Aim of the task: Lines before the one containing "Objective — one point per instance of the residential" are to be skipped; reproduce that line and the rest of the records below exactly.

Provided records:
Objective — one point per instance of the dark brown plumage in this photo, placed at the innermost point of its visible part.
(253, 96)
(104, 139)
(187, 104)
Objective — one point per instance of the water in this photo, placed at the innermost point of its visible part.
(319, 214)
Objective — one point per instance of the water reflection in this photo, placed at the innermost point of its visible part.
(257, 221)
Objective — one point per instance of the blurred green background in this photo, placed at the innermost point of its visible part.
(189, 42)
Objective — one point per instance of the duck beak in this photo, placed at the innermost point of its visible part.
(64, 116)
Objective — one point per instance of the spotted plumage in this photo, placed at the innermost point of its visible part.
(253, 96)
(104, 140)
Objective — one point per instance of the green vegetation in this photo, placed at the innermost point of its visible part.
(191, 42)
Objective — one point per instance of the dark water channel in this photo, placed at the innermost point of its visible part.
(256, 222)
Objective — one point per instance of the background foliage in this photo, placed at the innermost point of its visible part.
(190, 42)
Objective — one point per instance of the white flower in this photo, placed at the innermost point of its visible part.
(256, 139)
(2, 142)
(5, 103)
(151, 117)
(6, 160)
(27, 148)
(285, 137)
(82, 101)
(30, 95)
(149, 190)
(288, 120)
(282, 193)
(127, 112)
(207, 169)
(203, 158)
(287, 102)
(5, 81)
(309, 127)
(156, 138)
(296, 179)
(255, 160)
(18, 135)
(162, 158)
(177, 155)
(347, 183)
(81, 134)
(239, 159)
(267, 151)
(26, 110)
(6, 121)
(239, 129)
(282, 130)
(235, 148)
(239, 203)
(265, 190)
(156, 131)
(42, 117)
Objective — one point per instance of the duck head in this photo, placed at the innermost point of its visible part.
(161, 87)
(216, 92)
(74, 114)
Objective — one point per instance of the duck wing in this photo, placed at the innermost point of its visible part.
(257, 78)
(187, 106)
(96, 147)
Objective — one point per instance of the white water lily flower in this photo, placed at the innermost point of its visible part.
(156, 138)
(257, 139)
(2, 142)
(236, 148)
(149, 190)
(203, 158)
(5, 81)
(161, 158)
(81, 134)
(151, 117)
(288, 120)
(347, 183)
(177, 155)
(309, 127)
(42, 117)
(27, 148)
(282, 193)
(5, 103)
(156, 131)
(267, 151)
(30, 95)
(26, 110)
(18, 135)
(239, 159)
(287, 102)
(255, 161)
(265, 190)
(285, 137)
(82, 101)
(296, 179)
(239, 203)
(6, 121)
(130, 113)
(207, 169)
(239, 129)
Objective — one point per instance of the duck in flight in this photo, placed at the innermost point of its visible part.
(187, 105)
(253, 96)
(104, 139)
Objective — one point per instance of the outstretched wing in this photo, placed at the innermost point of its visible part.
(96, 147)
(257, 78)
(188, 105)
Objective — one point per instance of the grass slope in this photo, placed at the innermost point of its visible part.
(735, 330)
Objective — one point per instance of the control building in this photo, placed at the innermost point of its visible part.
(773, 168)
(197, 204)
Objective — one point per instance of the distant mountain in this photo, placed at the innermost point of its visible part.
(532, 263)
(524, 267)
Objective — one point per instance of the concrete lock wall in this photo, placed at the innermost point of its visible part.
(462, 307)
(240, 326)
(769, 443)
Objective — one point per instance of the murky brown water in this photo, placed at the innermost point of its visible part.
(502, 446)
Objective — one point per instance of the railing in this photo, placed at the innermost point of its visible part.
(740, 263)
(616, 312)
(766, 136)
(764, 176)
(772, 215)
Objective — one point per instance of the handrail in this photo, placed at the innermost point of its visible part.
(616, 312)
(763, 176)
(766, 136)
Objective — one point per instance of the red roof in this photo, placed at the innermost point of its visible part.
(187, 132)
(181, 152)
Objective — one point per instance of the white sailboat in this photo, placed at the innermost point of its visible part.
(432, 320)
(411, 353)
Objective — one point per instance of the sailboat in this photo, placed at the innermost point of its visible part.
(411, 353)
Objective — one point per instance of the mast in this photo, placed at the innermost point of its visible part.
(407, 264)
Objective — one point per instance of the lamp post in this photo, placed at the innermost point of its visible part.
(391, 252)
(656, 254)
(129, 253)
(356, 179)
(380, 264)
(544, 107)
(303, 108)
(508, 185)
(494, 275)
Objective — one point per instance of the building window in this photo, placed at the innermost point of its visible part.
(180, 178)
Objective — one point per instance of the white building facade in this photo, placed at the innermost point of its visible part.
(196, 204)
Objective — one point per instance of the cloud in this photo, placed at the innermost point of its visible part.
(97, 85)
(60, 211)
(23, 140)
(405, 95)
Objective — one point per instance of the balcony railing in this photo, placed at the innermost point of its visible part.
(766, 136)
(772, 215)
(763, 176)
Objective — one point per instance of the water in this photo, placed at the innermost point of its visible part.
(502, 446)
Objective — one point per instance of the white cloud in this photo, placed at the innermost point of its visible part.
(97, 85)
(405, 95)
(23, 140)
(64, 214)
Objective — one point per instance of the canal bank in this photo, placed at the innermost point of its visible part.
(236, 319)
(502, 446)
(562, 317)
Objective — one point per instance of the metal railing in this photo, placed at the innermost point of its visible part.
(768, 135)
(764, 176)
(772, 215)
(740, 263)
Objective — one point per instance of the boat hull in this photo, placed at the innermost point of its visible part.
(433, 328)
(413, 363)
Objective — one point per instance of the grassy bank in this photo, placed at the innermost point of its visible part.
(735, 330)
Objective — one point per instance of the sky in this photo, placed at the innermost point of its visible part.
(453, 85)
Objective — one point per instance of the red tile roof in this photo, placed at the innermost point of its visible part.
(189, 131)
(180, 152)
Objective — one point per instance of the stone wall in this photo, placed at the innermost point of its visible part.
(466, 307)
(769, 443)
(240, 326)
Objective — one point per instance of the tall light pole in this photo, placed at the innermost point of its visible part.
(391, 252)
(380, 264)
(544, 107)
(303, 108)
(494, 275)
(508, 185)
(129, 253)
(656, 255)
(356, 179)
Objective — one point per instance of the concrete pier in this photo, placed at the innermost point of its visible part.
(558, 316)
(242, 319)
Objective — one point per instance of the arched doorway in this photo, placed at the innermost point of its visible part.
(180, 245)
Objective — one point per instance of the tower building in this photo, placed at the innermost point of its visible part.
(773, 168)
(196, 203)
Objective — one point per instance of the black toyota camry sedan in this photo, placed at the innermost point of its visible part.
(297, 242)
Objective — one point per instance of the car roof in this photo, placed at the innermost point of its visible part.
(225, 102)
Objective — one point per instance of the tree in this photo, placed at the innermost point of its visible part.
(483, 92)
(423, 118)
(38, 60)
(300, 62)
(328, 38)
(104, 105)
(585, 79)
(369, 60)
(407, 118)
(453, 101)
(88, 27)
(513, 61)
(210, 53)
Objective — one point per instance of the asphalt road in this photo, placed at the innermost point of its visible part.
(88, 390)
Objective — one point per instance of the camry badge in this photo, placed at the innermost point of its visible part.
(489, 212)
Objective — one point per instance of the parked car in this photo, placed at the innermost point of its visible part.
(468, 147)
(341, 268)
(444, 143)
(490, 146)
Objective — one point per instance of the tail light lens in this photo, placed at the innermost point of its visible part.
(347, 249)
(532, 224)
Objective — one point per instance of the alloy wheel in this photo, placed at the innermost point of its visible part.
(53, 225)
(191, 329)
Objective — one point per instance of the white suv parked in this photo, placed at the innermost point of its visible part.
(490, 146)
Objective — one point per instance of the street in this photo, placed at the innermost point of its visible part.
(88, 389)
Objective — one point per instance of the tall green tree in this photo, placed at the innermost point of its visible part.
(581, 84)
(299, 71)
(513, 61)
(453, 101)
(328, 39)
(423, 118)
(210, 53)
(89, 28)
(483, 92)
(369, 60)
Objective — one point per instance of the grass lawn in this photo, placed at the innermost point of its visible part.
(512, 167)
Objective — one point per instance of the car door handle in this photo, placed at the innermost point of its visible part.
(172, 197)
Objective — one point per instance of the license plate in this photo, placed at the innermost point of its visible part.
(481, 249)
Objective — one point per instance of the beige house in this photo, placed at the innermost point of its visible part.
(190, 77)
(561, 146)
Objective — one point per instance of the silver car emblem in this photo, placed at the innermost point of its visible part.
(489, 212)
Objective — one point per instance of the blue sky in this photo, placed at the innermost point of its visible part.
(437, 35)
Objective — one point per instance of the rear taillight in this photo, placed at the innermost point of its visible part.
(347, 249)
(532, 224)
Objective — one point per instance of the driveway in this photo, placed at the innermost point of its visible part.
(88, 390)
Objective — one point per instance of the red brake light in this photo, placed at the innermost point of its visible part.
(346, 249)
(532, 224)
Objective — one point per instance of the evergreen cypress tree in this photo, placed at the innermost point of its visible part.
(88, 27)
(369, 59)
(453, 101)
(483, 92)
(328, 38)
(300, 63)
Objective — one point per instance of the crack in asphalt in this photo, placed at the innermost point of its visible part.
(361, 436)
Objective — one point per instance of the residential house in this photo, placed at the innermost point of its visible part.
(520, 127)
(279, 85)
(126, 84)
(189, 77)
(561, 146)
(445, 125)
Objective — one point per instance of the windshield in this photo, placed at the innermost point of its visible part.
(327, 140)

Written answer:
Objective — one point per instance of the residential house in this photo, placed at the innermost point of its visible part.
(520, 127)
(279, 85)
(126, 84)
(189, 77)
(561, 146)
(445, 125)
Objective — one point per instance of the windshield in this photo, placed at the innermost point of its visible part.
(327, 140)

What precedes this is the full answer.